◆ Data in this exercise:
###
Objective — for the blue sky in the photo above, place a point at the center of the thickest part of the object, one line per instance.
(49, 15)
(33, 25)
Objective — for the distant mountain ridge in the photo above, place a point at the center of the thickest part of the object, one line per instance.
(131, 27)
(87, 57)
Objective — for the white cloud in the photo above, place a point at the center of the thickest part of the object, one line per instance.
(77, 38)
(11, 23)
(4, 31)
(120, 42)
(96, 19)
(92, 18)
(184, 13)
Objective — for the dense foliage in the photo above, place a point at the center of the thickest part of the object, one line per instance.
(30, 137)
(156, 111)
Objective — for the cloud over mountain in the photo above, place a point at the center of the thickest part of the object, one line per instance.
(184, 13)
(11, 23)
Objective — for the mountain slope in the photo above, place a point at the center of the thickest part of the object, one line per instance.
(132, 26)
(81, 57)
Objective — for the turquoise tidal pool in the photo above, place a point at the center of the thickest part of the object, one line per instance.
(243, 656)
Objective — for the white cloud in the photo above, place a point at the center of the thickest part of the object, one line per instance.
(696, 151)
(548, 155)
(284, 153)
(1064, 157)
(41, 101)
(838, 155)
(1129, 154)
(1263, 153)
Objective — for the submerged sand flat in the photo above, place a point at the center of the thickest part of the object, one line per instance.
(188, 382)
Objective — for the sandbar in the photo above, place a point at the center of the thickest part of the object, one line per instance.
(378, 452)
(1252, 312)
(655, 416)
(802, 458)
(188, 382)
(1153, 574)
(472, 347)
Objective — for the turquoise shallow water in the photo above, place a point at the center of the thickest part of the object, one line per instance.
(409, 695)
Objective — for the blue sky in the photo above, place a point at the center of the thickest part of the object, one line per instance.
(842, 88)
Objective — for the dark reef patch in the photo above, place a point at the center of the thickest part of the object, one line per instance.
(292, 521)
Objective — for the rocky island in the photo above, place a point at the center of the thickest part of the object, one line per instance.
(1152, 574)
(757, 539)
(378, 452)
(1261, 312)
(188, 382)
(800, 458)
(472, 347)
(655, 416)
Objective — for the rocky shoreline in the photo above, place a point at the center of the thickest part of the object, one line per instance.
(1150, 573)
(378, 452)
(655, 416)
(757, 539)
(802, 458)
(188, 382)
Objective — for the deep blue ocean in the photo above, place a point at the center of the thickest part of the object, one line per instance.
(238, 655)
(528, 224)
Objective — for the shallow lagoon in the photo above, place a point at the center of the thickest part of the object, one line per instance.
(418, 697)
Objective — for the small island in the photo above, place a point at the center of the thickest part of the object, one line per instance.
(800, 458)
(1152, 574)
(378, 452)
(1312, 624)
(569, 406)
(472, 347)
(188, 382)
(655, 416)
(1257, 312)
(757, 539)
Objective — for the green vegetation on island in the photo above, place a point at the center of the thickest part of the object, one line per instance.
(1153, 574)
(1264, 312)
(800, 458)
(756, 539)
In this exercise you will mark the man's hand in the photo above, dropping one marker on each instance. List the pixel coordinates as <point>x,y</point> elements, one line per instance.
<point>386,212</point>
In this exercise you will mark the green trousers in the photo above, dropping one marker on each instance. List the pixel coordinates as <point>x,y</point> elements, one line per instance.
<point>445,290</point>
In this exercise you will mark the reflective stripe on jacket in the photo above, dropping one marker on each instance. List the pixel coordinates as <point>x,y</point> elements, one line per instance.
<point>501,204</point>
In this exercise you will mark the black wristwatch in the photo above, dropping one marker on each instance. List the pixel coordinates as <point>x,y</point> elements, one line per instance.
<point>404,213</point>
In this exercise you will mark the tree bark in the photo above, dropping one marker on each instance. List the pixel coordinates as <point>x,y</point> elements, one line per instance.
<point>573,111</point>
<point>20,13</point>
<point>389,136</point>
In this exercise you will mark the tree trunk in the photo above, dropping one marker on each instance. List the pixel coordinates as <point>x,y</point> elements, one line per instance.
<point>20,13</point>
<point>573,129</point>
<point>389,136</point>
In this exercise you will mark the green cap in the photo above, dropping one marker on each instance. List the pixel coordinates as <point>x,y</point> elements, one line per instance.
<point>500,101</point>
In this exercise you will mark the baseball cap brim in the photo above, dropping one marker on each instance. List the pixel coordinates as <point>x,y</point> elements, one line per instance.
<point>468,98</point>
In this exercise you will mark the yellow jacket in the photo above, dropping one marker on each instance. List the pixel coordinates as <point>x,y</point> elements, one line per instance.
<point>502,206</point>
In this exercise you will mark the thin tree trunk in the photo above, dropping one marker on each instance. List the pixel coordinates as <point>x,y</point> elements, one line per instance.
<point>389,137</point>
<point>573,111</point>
###
◆ Task to carry out:
Retype the listing exactly, in full.

◆ Expected answer:
Objective — for the blue sky in the photo above, place a point at the center of the thickest part of the object, one line per instance.
(49, 15)
(33, 25)
Objective — for the distant mountain ridge in the photo above, place a point at the center of the thickest part of the object, one line per instance.
(131, 27)
(87, 57)
Objective — for the white cloud in the photo above, place a point at the center of the thickest part of the object, one line per instance.
(77, 38)
(11, 23)
(4, 31)
(120, 42)
(96, 19)
(92, 18)
(184, 13)
Objective — for the dense foliage in the photo above, place a point at the center of the thickest part of the object, one line per instance.
(30, 137)
(156, 111)
Objective — for the cloud over mountain in the photo above, place a point at the center of the thickest part of the object, one line per instance.
(184, 13)
(11, 23)
Objective — for the mountain slope in the photo above, place a point at the center of the thickest part of the object, one line per instance.
(132, 26)
(81, 57)
Objective — for the turquoise tidal pool in the photo above, place a point at the center of the thickest part of the object, one line per instance.
(243, 656)
Objective — for the white cloud in the photo above, place a point at the center of the thickest part of the object, one line per instance.
(696, 151)
(548, 155)
(284, 153)
(1064, 157)
(41, 101)
(838, 155)
(1129, 154)
(1263, 153)
Objective — for the submerged sand flat in the photo above, place a point at the center of the thickest part of the object, one line per instance.
(188, 382)
Objective — for the sandbar in the photo above, place a point at the center of the thickest part of the object, one line per instance.
(378, 452)
(1252, 312)
(655, 416)
(802, 458)
(188, 382)
(1153, 574)
(472, 347)
Objective — for the turquoise shallow water in the photo above, place a point at the center of the thickest part of the object, one line per instance.
(409, 695)
Objective — for the blue sky in the photo above, place a point at the center of the thickest part of the object, one line per instance.
(842, 88)
Objective — for the dark reef patch in the photo above, place a point at the center of the thickest part of the object, one line per instance.
(292, 521)
Objective — for the rocky island in the photo above, place a point at the center of the thickest part of the object, one line per instance.
(1152, 574)
(757, 539)
(378, 452)
(1261, 312)
(188, 382)
(800, 458)
(472, 347)
(655, 416)
Objective — for the rocky shoreline in the photo above, place a point at the center of the thickest part of the object, one line per instance.
(1150, 573)
(378, 452)
(655, 416)
(757, 539)
(802, 458)
(188, 382)
Objective — for the deep blue ocean in the photo above, place a point at the center of the thickest part of the object, one line per instance.
(238, 655)
(528, 224)
Objective — for the shallow lagoon in the photo above, place a point at the center of the thickest part of the object, one line per instance.
(418, 697)
Objective — for the small island in the photo above, place a point at the center of the thickest part of the object, one line per instance.
(800, 458)
(1152, 574)
(378, 452)
(1312, 624)
(569, 406)
(472, 347)
(188, 382)
(655, 416)
(1257, 312)
(757, 539)
Objective — for the green vegetation on island in the photo above, place a point at the center of the thickest part of the object, one line per instance.
(1153, 574)
(1264, 312)
(800, 458)
(756, 539)
In this exercise you will mark the man's hand in the photo above, dropping one marker on each instance. List the pixel coordinates as <point>x,y</point> elements, one line per instance.
<point>386,212</point>
In this exercise you will mark the green trousers in the photo above, dropping one marker on each instance. List the pixel coordinates as <point>x,y</point> elements, one line per instance.
<point>445,290</point>
In this exercise you will mark the reflective stripe on jacket in the photo above, dropping one marker on each instance. List the pixel coordinates as <point>x,y</point> elements, one line per instance.
<point>501,204</point>
In this exercise you will mark the black wristwatch in the photo above, dropping one marker on each instance. List the pixel coordinates as <point>x,y</point> elements, one line per instance.
<point>404,213</point>
In this exercise you will mark the tree bark in the photo above, dropping one marker on each instance. List the pixel coordinates as <point>x,y</point> elements, one line per instance.
<point>573,111</point>
<point>20,13</point>
<point>389,136</point>
In this exercise you will mark the tree trunk in the photo above, dropping one marker on each instance. List the pixel coordinates as <point>x,y</point> elements, one line per instance.
<point>20,13</point>
<point>573,129</point>
<point>389,136</point>
In this exercise you will mark the green cap in the photo above, dropping one marker on each instance. List the pixel coordinates as <point>x,y</point> elements, one line per instance.
<point>500,101</point>
In this exercise you will mark the baseball cap brim in the photo above, dropping one marker on each instance. List the pixel coordinates as <point>x,y</point> elements, one line per instance.
<point>468,98</point>
In this exercise you will mark the yellow jacket in the photo above, dropping one marker on each instance. List the pixel coordinates as <point>x,y</point> elements, one line per instance.
<point>502,206</point>
In this exercise you will mark the thin tree trunk in the photo above, dropping one marker on each instance. List the pixel coordinates as <point>x,y</point> elements, one line per instance.
<point>389,137</point>
<point>573,111</point>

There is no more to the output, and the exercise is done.